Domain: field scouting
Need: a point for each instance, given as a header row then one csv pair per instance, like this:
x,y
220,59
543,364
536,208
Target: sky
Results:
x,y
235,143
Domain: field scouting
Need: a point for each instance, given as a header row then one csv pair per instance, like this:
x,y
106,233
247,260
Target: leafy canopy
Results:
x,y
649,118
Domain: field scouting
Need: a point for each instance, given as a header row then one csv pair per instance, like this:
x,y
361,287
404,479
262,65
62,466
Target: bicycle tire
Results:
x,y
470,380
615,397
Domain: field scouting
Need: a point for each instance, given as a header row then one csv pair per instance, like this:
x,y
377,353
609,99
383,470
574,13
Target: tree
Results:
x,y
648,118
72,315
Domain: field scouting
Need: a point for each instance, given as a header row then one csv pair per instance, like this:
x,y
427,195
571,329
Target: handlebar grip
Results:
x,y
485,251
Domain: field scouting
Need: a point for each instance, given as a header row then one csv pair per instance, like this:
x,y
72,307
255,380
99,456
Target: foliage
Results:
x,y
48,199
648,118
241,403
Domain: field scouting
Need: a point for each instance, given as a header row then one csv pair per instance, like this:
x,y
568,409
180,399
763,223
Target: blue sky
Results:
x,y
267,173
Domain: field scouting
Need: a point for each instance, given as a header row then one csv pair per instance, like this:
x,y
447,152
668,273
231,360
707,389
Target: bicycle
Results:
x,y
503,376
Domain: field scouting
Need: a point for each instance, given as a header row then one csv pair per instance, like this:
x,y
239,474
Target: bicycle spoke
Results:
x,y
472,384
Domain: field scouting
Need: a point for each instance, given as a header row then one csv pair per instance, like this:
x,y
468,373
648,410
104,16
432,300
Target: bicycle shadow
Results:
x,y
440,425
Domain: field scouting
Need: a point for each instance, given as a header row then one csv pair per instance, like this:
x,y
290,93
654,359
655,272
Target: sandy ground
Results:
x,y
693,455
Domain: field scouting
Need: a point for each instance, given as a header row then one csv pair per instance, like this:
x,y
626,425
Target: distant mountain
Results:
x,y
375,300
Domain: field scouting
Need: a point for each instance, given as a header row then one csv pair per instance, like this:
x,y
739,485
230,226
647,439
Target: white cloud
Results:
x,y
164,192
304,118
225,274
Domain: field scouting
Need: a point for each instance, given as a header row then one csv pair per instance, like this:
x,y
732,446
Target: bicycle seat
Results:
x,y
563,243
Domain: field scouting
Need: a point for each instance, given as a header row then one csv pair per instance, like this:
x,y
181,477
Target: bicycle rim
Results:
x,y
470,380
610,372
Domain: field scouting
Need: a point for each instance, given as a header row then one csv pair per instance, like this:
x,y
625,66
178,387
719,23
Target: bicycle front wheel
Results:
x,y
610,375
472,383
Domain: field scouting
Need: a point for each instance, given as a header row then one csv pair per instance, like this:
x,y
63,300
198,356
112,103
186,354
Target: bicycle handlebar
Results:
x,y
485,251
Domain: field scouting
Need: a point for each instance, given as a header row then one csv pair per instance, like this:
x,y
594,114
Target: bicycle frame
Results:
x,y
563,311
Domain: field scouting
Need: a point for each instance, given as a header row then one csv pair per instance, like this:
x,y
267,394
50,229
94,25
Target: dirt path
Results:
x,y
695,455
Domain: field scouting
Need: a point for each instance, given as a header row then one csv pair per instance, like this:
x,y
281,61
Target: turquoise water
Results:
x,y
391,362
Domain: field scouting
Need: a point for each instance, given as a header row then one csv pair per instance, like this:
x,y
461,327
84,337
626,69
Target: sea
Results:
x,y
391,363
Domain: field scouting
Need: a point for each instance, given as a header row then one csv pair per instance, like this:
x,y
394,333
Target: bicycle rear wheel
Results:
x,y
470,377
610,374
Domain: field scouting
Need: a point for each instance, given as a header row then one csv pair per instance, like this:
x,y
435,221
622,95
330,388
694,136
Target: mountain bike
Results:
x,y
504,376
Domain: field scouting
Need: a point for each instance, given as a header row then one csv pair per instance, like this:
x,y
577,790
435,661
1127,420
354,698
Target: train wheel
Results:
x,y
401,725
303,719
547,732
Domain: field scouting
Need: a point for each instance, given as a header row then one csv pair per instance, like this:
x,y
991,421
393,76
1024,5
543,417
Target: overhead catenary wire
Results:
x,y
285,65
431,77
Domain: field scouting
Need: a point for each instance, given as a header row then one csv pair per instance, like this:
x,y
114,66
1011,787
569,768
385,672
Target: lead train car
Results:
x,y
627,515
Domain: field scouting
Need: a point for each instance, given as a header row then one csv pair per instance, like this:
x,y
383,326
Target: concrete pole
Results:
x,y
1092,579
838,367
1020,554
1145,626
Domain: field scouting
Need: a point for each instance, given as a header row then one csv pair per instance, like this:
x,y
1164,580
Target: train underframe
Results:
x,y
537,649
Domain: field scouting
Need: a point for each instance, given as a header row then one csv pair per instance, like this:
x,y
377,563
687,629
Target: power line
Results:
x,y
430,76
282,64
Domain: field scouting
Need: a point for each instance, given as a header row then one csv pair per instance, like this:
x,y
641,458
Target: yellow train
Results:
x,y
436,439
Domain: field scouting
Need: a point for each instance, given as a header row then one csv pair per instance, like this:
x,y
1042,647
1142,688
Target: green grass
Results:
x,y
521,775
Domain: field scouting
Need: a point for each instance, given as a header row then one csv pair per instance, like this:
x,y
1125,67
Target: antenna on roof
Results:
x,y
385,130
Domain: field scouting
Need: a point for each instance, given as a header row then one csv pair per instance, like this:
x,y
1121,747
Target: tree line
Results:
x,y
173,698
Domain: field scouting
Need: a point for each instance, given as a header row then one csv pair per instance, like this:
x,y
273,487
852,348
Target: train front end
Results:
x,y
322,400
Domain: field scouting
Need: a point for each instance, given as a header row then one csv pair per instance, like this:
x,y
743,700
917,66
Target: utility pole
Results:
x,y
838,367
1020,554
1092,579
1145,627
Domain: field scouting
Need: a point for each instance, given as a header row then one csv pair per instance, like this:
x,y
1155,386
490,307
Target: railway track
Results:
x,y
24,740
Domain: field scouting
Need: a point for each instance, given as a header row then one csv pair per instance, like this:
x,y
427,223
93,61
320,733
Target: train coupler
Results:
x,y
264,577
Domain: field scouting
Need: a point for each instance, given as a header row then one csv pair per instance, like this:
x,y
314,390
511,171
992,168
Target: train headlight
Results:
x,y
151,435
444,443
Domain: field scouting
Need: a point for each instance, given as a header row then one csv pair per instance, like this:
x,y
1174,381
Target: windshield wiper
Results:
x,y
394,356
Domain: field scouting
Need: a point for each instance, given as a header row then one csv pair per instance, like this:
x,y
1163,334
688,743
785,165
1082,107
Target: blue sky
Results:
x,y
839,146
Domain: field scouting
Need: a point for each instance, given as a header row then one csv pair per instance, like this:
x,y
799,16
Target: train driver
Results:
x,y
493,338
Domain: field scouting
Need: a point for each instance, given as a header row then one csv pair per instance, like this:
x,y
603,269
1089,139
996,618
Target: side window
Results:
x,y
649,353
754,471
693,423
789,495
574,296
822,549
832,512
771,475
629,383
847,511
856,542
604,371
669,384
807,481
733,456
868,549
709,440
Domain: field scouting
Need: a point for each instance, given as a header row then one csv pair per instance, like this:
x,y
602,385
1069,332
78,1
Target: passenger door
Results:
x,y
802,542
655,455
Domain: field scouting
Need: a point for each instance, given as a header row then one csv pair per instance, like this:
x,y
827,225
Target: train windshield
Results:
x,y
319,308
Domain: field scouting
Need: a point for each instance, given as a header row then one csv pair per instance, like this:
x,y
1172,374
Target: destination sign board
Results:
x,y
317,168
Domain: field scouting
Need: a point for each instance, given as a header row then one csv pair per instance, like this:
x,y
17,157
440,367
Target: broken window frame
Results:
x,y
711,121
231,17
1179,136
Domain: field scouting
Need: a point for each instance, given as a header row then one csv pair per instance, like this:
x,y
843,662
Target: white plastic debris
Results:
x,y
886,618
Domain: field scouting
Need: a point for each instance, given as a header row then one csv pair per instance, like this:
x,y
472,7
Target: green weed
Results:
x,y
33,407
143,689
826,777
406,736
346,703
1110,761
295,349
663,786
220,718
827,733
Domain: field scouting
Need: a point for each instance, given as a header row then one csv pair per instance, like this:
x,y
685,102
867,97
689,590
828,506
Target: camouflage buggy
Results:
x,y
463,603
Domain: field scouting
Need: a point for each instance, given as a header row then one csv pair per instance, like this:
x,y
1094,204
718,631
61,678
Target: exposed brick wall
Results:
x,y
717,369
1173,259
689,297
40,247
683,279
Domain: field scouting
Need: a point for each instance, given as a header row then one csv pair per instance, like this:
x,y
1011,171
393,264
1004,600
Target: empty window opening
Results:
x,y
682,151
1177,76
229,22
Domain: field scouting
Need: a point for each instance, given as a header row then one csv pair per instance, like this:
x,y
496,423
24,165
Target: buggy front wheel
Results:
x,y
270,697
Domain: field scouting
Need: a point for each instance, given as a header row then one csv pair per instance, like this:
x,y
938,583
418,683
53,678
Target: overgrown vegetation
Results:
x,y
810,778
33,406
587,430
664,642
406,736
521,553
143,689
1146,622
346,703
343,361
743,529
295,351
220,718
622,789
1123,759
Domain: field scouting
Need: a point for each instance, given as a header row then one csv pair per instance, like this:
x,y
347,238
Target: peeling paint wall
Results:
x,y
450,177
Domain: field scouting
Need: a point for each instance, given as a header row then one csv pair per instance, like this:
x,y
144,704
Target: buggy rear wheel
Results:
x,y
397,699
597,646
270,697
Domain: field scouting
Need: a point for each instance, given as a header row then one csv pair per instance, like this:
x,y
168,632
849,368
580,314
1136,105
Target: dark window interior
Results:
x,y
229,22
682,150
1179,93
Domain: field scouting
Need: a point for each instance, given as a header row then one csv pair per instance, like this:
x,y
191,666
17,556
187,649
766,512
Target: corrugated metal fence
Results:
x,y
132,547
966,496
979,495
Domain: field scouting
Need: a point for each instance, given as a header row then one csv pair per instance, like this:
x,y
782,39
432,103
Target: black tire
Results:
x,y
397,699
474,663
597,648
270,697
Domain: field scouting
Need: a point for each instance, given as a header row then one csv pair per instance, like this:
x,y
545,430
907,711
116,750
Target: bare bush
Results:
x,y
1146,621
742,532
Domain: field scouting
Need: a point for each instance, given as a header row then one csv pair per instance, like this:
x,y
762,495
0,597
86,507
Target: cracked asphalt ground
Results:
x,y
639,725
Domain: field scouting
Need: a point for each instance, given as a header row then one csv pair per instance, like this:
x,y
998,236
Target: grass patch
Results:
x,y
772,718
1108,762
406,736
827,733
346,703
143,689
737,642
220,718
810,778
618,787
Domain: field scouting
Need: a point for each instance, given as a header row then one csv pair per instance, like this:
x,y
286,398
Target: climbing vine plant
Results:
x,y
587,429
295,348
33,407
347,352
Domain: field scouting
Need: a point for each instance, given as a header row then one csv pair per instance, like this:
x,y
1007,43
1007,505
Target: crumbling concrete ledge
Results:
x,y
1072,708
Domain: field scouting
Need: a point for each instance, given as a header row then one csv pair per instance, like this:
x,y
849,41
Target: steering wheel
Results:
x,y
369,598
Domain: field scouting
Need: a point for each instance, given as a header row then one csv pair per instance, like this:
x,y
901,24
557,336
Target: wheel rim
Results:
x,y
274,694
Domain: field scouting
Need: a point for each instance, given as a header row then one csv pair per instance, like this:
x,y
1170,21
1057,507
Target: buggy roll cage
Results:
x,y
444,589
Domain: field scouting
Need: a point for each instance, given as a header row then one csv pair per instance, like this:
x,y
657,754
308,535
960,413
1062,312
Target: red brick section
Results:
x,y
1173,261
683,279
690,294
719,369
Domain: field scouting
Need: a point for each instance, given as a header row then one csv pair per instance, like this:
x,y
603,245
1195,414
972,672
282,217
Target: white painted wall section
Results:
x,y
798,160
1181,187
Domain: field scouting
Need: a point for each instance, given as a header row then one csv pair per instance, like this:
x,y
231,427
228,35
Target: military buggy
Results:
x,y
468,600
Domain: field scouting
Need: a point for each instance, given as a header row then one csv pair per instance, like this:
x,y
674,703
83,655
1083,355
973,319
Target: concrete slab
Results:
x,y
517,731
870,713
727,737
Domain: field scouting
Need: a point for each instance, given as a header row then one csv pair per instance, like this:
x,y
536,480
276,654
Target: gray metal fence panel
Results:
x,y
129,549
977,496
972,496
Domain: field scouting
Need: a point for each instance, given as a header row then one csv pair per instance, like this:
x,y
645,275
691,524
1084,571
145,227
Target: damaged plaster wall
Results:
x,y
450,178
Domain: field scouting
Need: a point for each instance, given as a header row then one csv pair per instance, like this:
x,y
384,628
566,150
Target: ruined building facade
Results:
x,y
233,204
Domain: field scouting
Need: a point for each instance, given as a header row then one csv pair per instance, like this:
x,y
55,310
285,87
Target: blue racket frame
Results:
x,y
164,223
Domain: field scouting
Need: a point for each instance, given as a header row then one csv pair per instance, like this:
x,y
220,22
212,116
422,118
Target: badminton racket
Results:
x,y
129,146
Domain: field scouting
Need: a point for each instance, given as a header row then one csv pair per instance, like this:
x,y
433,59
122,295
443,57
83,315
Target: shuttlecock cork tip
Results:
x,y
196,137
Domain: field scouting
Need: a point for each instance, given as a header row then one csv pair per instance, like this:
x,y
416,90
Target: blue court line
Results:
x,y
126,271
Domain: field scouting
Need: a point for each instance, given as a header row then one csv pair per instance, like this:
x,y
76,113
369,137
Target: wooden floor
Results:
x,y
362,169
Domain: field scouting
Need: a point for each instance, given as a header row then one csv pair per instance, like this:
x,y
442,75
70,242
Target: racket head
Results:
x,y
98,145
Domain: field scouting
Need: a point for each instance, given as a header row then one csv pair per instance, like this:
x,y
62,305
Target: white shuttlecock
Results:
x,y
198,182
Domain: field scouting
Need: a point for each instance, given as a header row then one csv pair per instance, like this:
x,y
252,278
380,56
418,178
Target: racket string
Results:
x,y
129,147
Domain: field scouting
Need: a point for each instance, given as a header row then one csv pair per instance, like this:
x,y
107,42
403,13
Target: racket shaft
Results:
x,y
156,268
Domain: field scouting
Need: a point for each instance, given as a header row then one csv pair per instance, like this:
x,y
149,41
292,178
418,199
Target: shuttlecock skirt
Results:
========================================================================
■ Instructions for the task: Tally the lines of the listing above that contain the string "grass", treating case as significant, and reply with only that number.

■ Response below: 2